[Region outline entries]
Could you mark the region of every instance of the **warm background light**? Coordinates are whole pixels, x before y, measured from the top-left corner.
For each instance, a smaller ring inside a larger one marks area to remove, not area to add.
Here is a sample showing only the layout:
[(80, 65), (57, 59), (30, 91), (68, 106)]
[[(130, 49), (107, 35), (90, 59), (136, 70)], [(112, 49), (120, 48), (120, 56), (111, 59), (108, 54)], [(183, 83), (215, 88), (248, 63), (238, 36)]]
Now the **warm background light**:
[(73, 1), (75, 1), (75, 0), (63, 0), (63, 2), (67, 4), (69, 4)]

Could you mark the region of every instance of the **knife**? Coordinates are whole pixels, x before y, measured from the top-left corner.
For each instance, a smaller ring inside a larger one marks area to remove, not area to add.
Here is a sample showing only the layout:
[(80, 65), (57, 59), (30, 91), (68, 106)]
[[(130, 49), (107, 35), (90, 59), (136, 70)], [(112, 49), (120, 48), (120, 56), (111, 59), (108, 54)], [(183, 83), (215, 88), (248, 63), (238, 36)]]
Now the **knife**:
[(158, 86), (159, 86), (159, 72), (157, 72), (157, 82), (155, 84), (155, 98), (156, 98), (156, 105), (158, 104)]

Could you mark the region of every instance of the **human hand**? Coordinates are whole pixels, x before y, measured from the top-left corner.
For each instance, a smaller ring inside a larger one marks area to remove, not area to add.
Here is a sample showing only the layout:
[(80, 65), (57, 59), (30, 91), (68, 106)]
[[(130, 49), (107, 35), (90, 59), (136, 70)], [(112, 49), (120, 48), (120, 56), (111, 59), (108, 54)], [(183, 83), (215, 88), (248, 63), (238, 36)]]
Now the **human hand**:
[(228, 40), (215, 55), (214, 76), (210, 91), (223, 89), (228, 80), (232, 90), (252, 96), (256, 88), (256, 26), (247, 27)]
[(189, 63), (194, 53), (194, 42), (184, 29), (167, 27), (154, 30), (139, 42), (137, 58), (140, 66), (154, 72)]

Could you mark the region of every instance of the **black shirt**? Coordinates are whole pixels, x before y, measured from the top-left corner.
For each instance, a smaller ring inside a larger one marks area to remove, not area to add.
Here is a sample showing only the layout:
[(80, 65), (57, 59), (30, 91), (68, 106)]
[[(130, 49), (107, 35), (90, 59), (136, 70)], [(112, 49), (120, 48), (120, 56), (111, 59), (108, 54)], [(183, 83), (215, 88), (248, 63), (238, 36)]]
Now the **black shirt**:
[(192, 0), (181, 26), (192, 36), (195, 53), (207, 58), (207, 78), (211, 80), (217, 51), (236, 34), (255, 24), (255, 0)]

TASK GOAL =>
Set out every line of the listing above as a numbered list, leaving out any blank lines.

TASK ANSWER =>
1. Could you mark the region of every instance of the **warm background light**? Coordinates are whole pixels, x before y, measured from the top-left corner.
2. For each instance, a smaller ring inside a larger one marks area to remove, not area to add.
3. Here is a sample showing only the layout:
4. [(80, 65), (57, 59), (30, 91), (68, 106)]
5. [[(130, 49), (107, 35), (90, 59), (136, 70)], [(112, 49), (120, 48), (120, 56), (111, 59), (108, 54)], [(183, 83), (215, 88), (248, 63), (238, 36)]]
6. Now the **warm background light**:
7. [(73, 1), (75, 1), (75, 0), (63, 0), (63, 2), (67, 4), (69, 4)]
8. Could you mark the region of every instance of the **knife**? Coordinates are whole pixels, x before y, measured from the top-left corner.
9. For each instance, a smaller ring inside a larger one marks area to remove, not area to add.
10. Here is a sample showing only the layout:
11. [(80, 65), (57, 59), (30, 91), (68, 106)]
12. [[(130, 49), (107, 35), (90, 59), (136, 70)], [(112, 49), (120, 48), (120, 56), (111, 59), (108, 54)], [(183, 83), (215, 88), (248, 63), (238, 36)]]
13. Now the **knife**:
14. [(158, 86), (159, 86), (159, 72), (157, 72), (157, 82), (155, 84), (155, 98), (156, 98), (156, 105), (158, 104)]
15. Could you mark the region of every instance of the **human hand**? Coordinates are whole pixels, x before y, measured from the top-left corner.
16. For each instance, a smaller ring inside a larger one marks area to remove, not area to add.
17. Here is a sample showing only the layout:
18. [(80, 65), (57, 59), (30, 91), (68, 106)]
19. [[(130, 49), (107, 35), (90, 59), (136, 70)], [(112, 49), (120, 48), (120, 56), (111, 59), (108, 54)], [(183, 83), (215, 88), (248, 63), (238, 36)]]
20. Now the **human hand**:
21. [(228, 40), (215, 55), (214, 76), (210, 91), (223, 89), (228, 80), (232, 90), (252, 96), (256, 88), (256, 26), (247, 27)]
22. [(189, 63), (194, 53), (194, 42), (184, 29), (167, 27), (154, 30), (139, 42), (137, 58), (140, 66), (154, 72)]
23. Could you mark the region of every instance of the **black shirt**? Coordinates are whole pixels, x before y, measured from the top-left corner.
24. For each instance, a smaller ring inside a larger one marks area to remove, not area to add.
25. Here is a sample showing only the layout:
26. [(80, 65), (57, 59), (30, 91), (68, 106)]
27. [[(130, 49), (107, 35), (90, 59), (136, 70)], [(112, 49), (120, 48), (120, 56), (111, 59), (108, 54)], [(183, 83), (215, 88), (248, 63), (238, 36)]]
28. Now the **black shirt**:
29. [(192, 0), (181, 26), (192, 36), (195, 53), (207, 58), (207, 78), (211, 80), (217, 51), (236, 34), (255, 24), (255, 0)]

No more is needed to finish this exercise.